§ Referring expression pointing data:
-------------------------
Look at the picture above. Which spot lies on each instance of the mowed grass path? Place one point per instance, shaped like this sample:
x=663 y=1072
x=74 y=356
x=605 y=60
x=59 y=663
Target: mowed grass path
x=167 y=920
-------------------------
§ Problem: From the records above, extract every entry exactly as given.

§ Reply:
Look at the picture above. Which spot lies on each instance of the mowed grass path? Place one point per instance, shaped like this sample:
x=663 y=1072
x=74 y=356
x=605 y=60
x=59 y=663
Target: mowed grass path
x=167 y=920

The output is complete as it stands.